Stated task = Copy word for word the passage in the text below on temperature station data between "For the current" and "174 selected stations.", inclusive.

Text to read =
···
Figure 5. Euan Mearns says of the above “S Hemisphere map showing the distribution of areas sampled. These have in general been chosen to avoid large centres of human population and prosperity.

For the current analysis Figure 6 is most relevant.

Figure 6. Euan Mearns’ says of the above “The distribution of operational stations from the group of 174 selected stations.

The temperature data for the earlier period is much sparser than for later period. Even where there is data available in the earlier period the temperature data could be based on a fifth of the number of temperature stations as the later period. This may exaggerate slightly the issue, as the coasts of South America and Eastern Australia are avoided.

An Hypothesis on the Homogenisation Impact

Now consider again the description of homogenisation Venema et al 20125, quoted in the previous post.


The most commonly used method to detect and remove the effects of artificial changes is the relative homogenization approach, which assumes that nearby stations are exposed to almost the same climate signal and that thus the differences between nearby stations can be utilized to detect inhomogeneities. In relative homogeneity testing, a candidate time series is compared to multiple surrounding stations either in a pairwise fashion or to a single composite reference time series computed for multiple nearby stations. (Italics mine)
···
Dataset =
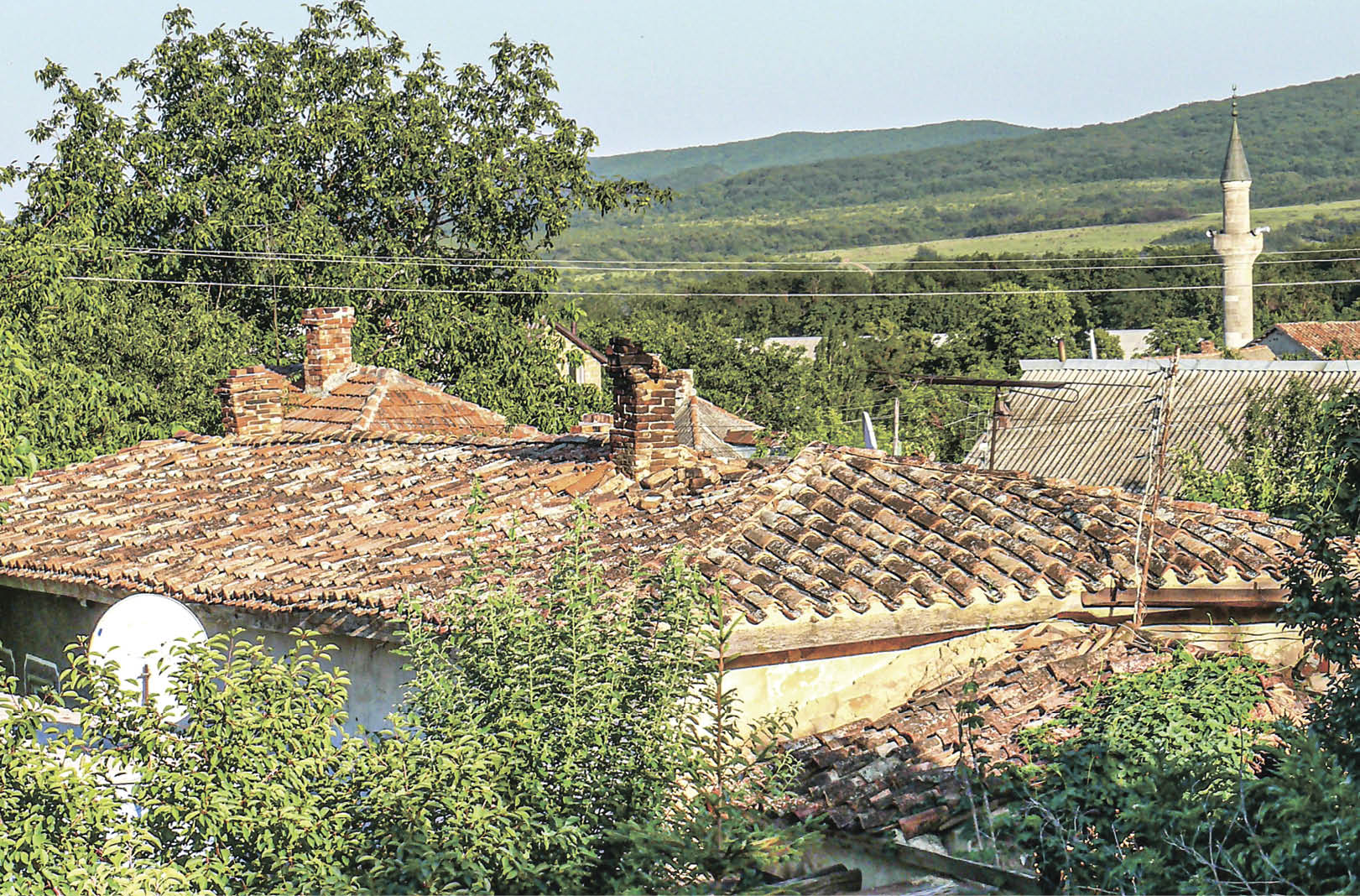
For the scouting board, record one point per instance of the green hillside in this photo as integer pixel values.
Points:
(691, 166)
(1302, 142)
···
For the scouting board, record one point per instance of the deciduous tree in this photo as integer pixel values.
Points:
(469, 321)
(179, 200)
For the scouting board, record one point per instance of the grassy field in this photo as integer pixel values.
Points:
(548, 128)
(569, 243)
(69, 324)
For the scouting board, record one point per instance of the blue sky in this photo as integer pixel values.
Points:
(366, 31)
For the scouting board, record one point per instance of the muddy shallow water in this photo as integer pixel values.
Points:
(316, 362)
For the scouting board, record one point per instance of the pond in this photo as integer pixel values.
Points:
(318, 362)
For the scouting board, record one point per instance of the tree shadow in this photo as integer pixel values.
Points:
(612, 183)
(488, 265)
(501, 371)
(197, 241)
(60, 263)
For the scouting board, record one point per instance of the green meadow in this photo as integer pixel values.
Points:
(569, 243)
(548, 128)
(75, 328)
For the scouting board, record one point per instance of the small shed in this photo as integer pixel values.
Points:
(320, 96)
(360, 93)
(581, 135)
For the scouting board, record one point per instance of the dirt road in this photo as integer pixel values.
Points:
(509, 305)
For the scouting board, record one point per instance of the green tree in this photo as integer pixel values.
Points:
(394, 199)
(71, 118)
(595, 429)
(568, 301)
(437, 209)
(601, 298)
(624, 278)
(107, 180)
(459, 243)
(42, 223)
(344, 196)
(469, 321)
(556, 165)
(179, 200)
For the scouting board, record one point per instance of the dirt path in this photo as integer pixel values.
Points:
···
Complete answer =
For the current analysis Figure 6 is most relevant.

Figure 6. Euan Mearns’ says of the above “The distribution of operational stations from the group of 174 selected stations.